> [EXTRACT PROVIDED]
--

Flickr

August 31, 2007

Only for now

I saw the Vegas production of Avenue Q with Eric Case this week. As Case attests, I enjoyed myself very much.

A raunchy, puppet musical may be the ideal form of entertainment for San Francisco. And compared to when I saw Avenue Q in Vegas, the show was definitely raunched up a bit for the SF crowd.

In Vegas, there were a number of walkouts during the intermission. But for San Francisco they both increased the athleticism of the muppet sex scene and played up the gay jokes. The crowd loved it.

At its heart, the musical works as yet another recontextualization of childhood nostalgia. While this is well-trod territory, it's also very funny. But there are also a couple of genuine, unironic moments in the musical that make Avenue Q much more interesting than something like Robot Chicken.

The final number, with its dharma of "Only for now" is about as good a way to end a coming-of-age musical as you're likely to find. Also, I think the song "I wish I could go back to college" is a great number. For one thing, it hass one of my favorite jokes of the show: "I wish I could just drop a class / or get into a play / or change my major / or fuck my TA."

But it's also got a line from the main character Princeton who sings, almost as an aside, "I wish I had taken more pictures." When I saw the show on Wednesday, laughed at this line; they'd been laughing at everything. But as it sunk in, it seemed like everyone realized a little too late that it wasn't really a joke. Not a bad trick for a puppet show.

Fantasy

e^(-π * √-number of horns on a unicorn) + the answer to life the universe and everything = 41

August 30, 2007

War debts

Anna sent me Instructions for American Servicemen in Britain 1942, a handbook with advice for GIs on how to get along with the British.

I love the matter-of-fact way it's written. And they did a great job reprinting it to match the style of the time.

Plus, it's got tons of great material to read in a 40s-era newscaster voice.


powered by ODEO

Update: If the above doesn't play, try this.

August 28, 2007

The market has not solved

On Saturday, I went to a birthday party where we played a little PS2 Karaoke. I wowed the crowd with my rendition of Friday I'm in Love. And that song has been stuck in my head since Sunday morning.

At first, it was pleasant enough. But it's starting to get annoying. For me, the solution is usually just to listen to the song obsessively until my brain releases it from bondage. But, to my shame, I don't own Friday I'm in Love. In fact I don't own a single album by The Cure.

Now this requires some explanation. I like The Cure. Singing along to Just Like Heaven was as essential to high school as hanging out at Denny's. And I had a great time seeing them live at Radio City Music Hall in 1996.

But at some point I decided that I shouldn't own any of their albums. There's no good reason behind my stubbornness. I may have decided that this privation was necessary to show my loyalty to New Order. My adolescence had a number of overwrought pop culture-induced anxieties.

--

> [ENTRIES]
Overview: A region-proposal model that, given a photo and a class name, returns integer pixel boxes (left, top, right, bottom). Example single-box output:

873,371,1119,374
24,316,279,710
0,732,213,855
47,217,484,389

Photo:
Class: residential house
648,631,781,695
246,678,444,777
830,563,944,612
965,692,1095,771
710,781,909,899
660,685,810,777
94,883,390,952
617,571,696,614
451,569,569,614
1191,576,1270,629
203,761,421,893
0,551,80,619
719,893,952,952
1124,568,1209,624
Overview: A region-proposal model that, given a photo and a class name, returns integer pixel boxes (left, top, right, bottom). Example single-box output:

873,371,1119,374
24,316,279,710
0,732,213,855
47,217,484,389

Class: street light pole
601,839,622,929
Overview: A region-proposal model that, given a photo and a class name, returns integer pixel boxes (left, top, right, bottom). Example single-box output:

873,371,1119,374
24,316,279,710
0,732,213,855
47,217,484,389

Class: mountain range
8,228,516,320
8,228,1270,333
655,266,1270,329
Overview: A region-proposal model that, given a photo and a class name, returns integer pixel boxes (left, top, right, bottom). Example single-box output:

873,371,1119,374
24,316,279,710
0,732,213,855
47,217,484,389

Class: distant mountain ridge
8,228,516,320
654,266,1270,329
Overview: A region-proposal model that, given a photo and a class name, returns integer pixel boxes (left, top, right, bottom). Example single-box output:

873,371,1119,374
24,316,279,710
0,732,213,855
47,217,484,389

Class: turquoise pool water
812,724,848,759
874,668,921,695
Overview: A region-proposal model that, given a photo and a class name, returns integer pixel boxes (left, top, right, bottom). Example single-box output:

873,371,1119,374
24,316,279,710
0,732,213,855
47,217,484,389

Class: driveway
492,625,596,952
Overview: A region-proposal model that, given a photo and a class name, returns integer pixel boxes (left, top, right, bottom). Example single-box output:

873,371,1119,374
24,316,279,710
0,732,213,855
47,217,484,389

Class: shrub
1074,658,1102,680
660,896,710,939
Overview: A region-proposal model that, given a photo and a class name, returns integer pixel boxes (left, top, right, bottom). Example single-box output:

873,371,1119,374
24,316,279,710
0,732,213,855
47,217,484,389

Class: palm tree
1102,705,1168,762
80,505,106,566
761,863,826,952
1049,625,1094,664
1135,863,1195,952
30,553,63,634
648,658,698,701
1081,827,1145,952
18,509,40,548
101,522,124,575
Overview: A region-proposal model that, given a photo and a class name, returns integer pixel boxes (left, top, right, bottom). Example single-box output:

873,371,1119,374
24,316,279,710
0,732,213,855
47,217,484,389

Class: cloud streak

--

> [CHALLENGES]
• A. Do these statements agree with the blog posts? Answer yes or no for each, quoting the words from the blog posts that decide it.
(i) Some audience members walked out of the Vegas production of Avenue Q during intermission.
(ii) The writer owns several albums by The Cure.
(iii) The writer saw The Cure perform live at Radio City Music Hall in 1996.
• B. In the blog posts, who sent the writer the 1942 handbook for American servicemen in Britain?
• C. Write a continuation of the blog posts that picks up after their final sentence.

> [SOLVED PROBLEMS]
• A.
(i) Yes: "In Vegas, there were a number of walkouts during the intermission."
(ii) No: "In fact I don't own a single album by The Cure."
(iii) Yes: "And I had a great time seeing them live at Radio City Music Hall in 1996."

• B. Anna sent it.

• C.
Anyway, I'm ready to make up for lost time. Crystal has the Best of album shared over iTunes here at Twitter HQ (and Blaine is sitting on the completely discography). But I'd really like to pick up my own DRM-free, high quality version of Kiss Me.

Yet, Internet fails me. I can't just go download that legally. The best I can do is pick up the lullaby version of The Cure from Audio Lunchbox.

Which I have now done.

I'm trying to give you my money, big media. But all I get for my efforts is the Fisher-Price Friday I'm in Love.

August 27, 2007

I'm ready for my closeup, Mr. Kubrick

August 19, 2007

Jug Band

August 16, 2007

War

Eugene snapped this during our visit to Wizard World. The dude on the left (a shill at the LionsGate booth) was taking his role very seriously; leaning in a trying to intimidate grandma into making the wrong Connect Four move.

Grandma was so completely unfazed and into it herself that we assumed she was a prop. We saw her walking around the convention later and figured she was legit. Good marketing ... it was the most memorable thing we saw at Wizard World.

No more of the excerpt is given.